Request →
From the line containing "Each instance of the gravel" down to the last line of the records below, copy every line exactly. Leave out everything before it.

+-------+

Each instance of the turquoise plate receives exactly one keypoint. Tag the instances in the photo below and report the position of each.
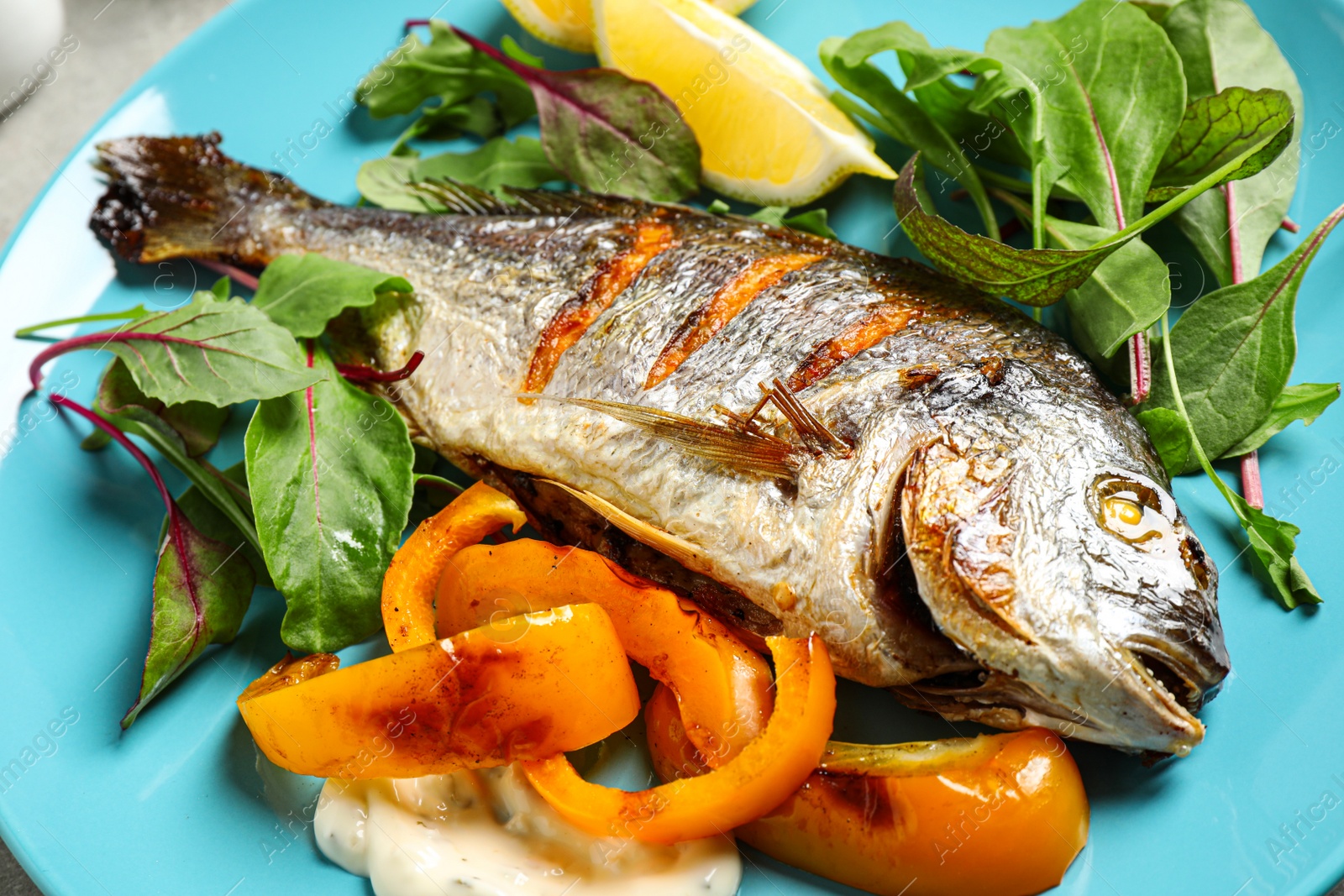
(176, 805)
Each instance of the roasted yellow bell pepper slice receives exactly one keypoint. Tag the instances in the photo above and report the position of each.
(413, 575)
(994, 815)
(722, 687)
(743, 789)
(526, 688)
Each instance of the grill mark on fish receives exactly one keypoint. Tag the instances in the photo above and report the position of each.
(880, 322)
(575, 317)
(727, 301)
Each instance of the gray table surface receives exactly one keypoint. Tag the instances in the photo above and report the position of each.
(118, 40)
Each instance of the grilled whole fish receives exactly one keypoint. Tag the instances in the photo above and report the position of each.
(808, 436)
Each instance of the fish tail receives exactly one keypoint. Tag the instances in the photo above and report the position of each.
(181, 196)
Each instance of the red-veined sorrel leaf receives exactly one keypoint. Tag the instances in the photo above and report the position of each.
(197, 423)
(202, 587)
(202, 590)
(219, 352)
(331, 479)
(609, 134)
(172, 430)
(1234, 351)
(1030, 275)
(1218, 128)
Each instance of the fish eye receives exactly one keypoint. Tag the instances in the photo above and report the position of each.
(1132, 512)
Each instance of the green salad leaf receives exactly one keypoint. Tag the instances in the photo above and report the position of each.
(214, 524)
(898, 116)
(1272, 540)
(302, 291)
(1115, 96)
(1304, 402)
(121, 403)
(810, 222)
(447, 67)
(331, 479)
(1128, 291)
(1223, 46)
(195, 423)
(218, 352)
(1234, 351)
(1032, 275)
(1218, 128)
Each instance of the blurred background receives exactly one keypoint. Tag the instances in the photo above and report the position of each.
(46, 107)
(62, 65)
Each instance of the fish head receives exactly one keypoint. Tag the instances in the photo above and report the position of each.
(1063, 566)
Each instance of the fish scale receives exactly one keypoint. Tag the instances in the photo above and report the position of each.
(927, 417)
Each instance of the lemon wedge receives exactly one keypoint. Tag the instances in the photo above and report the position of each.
(569, 23)
(768, 132)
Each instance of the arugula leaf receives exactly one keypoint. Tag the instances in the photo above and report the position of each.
(331, 476)
(1304, 402)
(213, 524)
(302, 291)
(1222, 45)
(219, 352)
(476, 116)
(810, 222)
(1218, 128)
(1126, 293)
(391, 181)
(900, 117)
(609, 134)
(202, 590)
(195, 423)
(1234, 351)
(131, 411)
(1116, 97)
(1171, 437)
(1272, 540)
(447, 67)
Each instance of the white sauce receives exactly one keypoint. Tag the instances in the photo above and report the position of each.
(490, 833)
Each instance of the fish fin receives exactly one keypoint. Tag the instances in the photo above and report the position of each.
(743, 449)
(181, 196)
(815, 434)
(465, 199)
(660, 540)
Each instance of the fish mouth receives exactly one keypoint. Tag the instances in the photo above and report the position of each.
(1175, 672)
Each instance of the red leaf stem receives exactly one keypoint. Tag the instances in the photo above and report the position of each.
(235, 275)
(365, 374)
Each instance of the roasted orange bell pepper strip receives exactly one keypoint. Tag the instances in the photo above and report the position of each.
(414, 571)
(994, 815)
(748, 786)
(723, 687)
(526, 688)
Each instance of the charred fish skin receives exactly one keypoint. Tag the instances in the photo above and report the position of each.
(1058, 582)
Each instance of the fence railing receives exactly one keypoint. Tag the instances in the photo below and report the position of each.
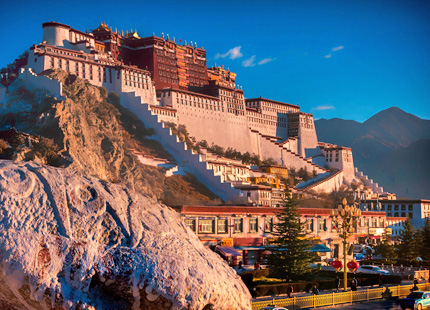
(339, 298)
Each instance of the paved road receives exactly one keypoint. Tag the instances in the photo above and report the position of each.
(302, 294)
(375, 305)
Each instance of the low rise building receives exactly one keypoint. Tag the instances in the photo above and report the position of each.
(418, 210)
(248, 229)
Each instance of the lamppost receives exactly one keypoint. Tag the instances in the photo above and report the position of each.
(347, 216)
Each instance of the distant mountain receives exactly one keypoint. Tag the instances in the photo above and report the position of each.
(392, 147)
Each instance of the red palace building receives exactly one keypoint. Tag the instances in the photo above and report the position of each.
(171, 64)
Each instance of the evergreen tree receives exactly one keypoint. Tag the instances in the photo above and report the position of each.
(407, 248)
(290, 258)
(386, 249)
(424, 249)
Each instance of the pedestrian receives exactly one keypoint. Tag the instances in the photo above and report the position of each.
(415, 287)
(381, 280)
(240, 265)
(289, 290)
(337, 283)
(315, 290)
(354, 284)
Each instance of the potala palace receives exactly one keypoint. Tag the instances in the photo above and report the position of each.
(162, 80)
(166, 83)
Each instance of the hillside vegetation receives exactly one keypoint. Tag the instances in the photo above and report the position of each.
(97, 136)
(391, 147)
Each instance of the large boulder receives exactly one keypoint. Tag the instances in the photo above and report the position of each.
(70, 242)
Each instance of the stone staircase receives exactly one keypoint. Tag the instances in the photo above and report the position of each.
(187, 160)
(288, 158)
(368, 182)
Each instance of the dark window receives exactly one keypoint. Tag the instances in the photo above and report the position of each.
(309, 225)
(222, 226)
(268, 224)
(253, 224)
(238, 225)
(191, 223)
(206, 226)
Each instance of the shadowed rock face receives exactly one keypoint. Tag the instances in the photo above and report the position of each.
(78, 243)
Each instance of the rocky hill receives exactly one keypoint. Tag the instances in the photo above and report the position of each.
(97, 136)
(390, 147)
(72, 242)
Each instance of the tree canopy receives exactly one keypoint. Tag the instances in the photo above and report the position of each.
(290, 258)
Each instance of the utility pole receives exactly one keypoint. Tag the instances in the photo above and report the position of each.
(347, 216)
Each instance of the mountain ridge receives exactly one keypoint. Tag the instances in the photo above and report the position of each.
(390, 133)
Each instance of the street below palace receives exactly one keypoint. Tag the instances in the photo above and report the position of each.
(374, 305)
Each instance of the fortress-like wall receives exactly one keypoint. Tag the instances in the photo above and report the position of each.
(326, 183)
(32, 82)
(368, 182)
(185, 158)
(208, 118)
(96, 69)
(286, 157)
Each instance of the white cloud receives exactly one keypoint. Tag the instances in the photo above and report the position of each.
(265, 61)
(337, 48)
(334, 49)
(249, 62)
(233, 53)
(324, 107)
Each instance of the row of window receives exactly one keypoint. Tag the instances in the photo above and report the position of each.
(389, 207)
(402, 214)
(221, 225)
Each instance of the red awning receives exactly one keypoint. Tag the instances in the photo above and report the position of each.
(228, 251)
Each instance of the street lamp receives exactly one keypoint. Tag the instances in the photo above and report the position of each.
(347, 216)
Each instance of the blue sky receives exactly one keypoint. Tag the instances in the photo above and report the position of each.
(347, 59)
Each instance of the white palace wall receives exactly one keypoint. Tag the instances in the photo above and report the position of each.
(32, 82)
(206, 118)
(189, 162)
(99, 73)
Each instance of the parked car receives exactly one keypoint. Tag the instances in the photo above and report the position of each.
(372, 270)
(358, 256)
(416, 300)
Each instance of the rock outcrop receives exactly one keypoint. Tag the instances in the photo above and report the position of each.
(70, 242)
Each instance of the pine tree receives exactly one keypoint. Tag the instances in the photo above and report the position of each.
(425, 241)
(386, 249)
(407, 248)
(290, 258)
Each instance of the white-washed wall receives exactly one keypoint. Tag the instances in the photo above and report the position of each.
(210, 121)
(327, 184)
(369, 182)
(190, 162)
(2, 93)
(286, 157)
(32, 81)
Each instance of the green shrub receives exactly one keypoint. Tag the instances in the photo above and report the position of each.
(46, 149)
(3, 146)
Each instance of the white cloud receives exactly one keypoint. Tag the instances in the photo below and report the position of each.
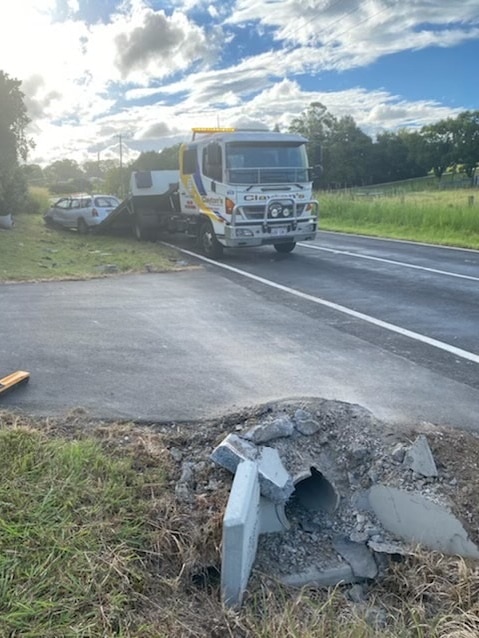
(151, 75)
(357, 32)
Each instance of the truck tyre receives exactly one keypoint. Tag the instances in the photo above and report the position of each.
(139, 231)
(207, 241)
(286, 247)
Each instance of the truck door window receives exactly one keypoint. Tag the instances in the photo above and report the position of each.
(212, 162)
(189, 161)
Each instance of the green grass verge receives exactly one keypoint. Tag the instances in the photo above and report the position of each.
(95, 542)
(33, 251)
(444, 217)
(72, 524)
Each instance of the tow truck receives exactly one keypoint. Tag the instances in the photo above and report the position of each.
(234, 188)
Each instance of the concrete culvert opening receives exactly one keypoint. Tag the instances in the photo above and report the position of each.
(315, 493)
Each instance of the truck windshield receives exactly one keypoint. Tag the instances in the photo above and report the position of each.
(266, 163)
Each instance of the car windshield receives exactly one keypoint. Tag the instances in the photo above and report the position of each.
(106, 202)
(266, 162)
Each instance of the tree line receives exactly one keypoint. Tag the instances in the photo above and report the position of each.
(349, 157)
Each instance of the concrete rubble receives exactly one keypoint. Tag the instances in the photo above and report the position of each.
(335, 495)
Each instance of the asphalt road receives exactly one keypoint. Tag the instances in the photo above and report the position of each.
(392, 326)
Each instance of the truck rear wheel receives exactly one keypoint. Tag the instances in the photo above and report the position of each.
(286, 247)
(141, 232)
(207, 241)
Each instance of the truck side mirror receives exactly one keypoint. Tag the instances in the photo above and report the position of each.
(213, 154)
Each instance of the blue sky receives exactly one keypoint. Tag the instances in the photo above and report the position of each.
(149, 70)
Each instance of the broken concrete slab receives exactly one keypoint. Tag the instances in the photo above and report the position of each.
(358, 556)
(274, 428)
(340, 574)
(272, 517)
(418, 520)
(241, 525)
(305, 422)
(275, 482)
(419, 458)
(232, 450)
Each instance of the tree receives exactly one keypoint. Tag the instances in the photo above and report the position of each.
(315, 124)
(14, 145)
(346, 155)
(465, 135)
(397, 157)
(437, 150)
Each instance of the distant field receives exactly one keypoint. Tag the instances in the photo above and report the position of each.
(447, 217)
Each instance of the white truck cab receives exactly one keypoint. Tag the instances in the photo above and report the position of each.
(250, 188)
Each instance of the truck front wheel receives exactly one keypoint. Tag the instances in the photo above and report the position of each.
(208, 243)
(286, 247)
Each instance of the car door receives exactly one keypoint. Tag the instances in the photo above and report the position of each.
(73, 212)
(58, 213)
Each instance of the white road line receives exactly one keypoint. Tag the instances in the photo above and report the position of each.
(388, 261)
(458, 352)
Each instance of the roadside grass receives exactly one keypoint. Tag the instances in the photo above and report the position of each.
(94, 541)
(440, 217)
(31, 251)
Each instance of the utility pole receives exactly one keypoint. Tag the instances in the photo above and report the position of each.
(121, 166)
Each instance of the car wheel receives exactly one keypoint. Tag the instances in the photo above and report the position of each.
(207, 241)
(82, 226)
(287, 247)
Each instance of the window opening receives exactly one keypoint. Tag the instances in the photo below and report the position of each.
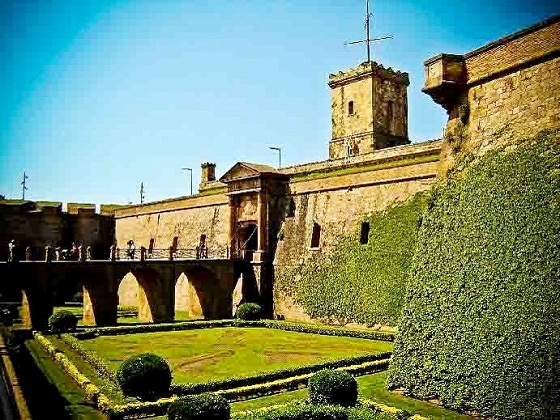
(316, 236)
(364, 233)
(389, 116)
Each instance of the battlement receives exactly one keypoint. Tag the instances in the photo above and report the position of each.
(56, 207)
(367, 69)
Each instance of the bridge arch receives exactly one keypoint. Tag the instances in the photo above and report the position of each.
(202, 295)
(149, 291)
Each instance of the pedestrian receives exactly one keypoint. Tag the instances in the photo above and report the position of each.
(75, 251)
(11, 249)
(131, 249)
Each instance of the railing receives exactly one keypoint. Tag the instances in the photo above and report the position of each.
(124, 254)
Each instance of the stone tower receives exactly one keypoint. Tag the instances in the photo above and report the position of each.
(369, 110)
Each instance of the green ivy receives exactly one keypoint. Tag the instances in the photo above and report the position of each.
(480, 327)
(362, 283)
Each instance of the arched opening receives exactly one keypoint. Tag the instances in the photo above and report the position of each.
(128, 292)
(151, 247)
(142, 290)
(316, 235)
(198, 296)
(389, 117)
(247, 240)
(364, 233)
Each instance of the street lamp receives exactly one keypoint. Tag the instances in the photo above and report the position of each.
(188, 169)
(279, 149)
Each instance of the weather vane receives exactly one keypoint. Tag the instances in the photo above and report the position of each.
(368, 40)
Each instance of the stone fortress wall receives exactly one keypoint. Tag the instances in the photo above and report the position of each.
(509, 86)
(41, 223)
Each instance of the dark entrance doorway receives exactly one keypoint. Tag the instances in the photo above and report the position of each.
(247, 240)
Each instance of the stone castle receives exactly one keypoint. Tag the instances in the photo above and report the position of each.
(275, 218)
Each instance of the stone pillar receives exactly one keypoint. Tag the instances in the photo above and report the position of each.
(48, 253)
(37, 302)
(232, 221)
(261, 226)
(101, 298)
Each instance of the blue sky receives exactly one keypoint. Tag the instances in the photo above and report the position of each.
(100, 95)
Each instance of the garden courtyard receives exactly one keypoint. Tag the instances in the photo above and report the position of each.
(229, 357)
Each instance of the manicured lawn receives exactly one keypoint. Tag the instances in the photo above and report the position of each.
(219, 353)
(48, 391)
(123, 316)
(371, 387)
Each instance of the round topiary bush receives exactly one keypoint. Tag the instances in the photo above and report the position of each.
(333, 387)
(145, 376)
(62, 321)
(202, 406)
(249, 312)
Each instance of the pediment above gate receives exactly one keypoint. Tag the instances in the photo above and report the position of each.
(243, 170)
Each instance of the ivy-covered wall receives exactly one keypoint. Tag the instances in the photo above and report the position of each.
(481, 323)
(355, 282)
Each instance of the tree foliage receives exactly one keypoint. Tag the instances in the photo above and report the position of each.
(362, 283)
(481, 323)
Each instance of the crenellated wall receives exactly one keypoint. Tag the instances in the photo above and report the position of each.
(507, 89)
(41, 223)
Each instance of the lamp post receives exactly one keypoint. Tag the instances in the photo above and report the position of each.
(190, 170)
(279, 149)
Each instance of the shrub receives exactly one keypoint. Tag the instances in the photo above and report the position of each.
(145, 376)
(369, 279)
(201, 406)
(333, 387)
(480, 327)
(249, 312)
(62, 321)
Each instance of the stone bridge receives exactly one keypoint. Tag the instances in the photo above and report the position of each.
(206, 285)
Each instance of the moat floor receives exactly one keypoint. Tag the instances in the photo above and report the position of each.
(219, 353)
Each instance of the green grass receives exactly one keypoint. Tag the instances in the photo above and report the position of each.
(47, 389)
(121, 317)
(219, 353)
(371, 387)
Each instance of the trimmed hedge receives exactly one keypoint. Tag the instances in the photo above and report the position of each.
(62, 321)
(183, 389)
(145, 376)
(481, 323)
(363, 283)
(306, 411)
(91, 357)
(249, 312)
(330, 387)
(199, 407)
(280, 325)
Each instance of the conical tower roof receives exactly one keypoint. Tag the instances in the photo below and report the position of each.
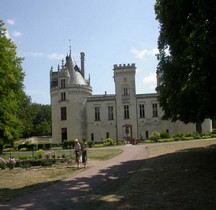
(76, 78)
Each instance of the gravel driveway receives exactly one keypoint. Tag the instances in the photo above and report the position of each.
(84, 190)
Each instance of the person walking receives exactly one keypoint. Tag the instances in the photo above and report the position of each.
(84, 152)
(77, 151)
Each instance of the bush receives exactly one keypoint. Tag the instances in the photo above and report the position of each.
(46, 163)
(69, 144)
(213, 131)
(155, 136)
(165, 135)
(40, 153)
(109, 142)
(90, 144)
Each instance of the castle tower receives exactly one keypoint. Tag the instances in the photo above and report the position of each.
(68, 91)
(126, 108)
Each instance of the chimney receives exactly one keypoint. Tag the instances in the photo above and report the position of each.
(82, 59)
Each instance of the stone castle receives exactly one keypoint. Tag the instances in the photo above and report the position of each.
(77, 113)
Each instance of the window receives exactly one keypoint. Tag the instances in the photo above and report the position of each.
(110, 113)
(142, 111)
(62, 83)
(147, 135)
(126, 112)
(92, 136)
(97, 113)
(154, 110)
(63, 113)
(64, 134)
(125, 91)
(63, 96)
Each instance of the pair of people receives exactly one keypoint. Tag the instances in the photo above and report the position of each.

+-------+

Expected answer →
Each instance of the gravel driveway receives exactly one keypoint. Tag the instances in the photo above and report the position of each.
(84, 190)
Each instance of the person walking receives exactly one keypoint. Tag the instances in the photo above and report the position of each.
(84, 152)
(77, 151)
Each instance of the bush receives exactly one keypoint. Tag the instances in the photo above and report the position of each.
(46, 163)
(69, 144)
(213, 131)
(155, 136)
(165, 135)
(40, 153)
(109, 142)
(90, 144)
Each instance of the castle tower receives exactly one keypoint. Tag the instances in the photo above and report the position of each.
(68, 91)
(126, 108)
Each instance of the chimney receives exactly one keypoint. Tag the instances in the photo above and report the position of each.
(82, 59)
Each instance of the stone castle receives exactly one keypoint. Tag the instances in the photo above and report the position of each.
(77, 113)
Each instance of the window receives exactly one keypoint. Tag the instances in the photo above and report the position of each.
(110, 113)
(142, 111)
(62, 83)
(147, 135)
(126, 112)
(92, 136)
(97, 113)
(154, 110)
(63, 113)
(64, 134)
(125, 91)
(63, 96)
Each instance of the pair of people receives exactly one keypoint. Tag the instances in the photo above and report the position of each.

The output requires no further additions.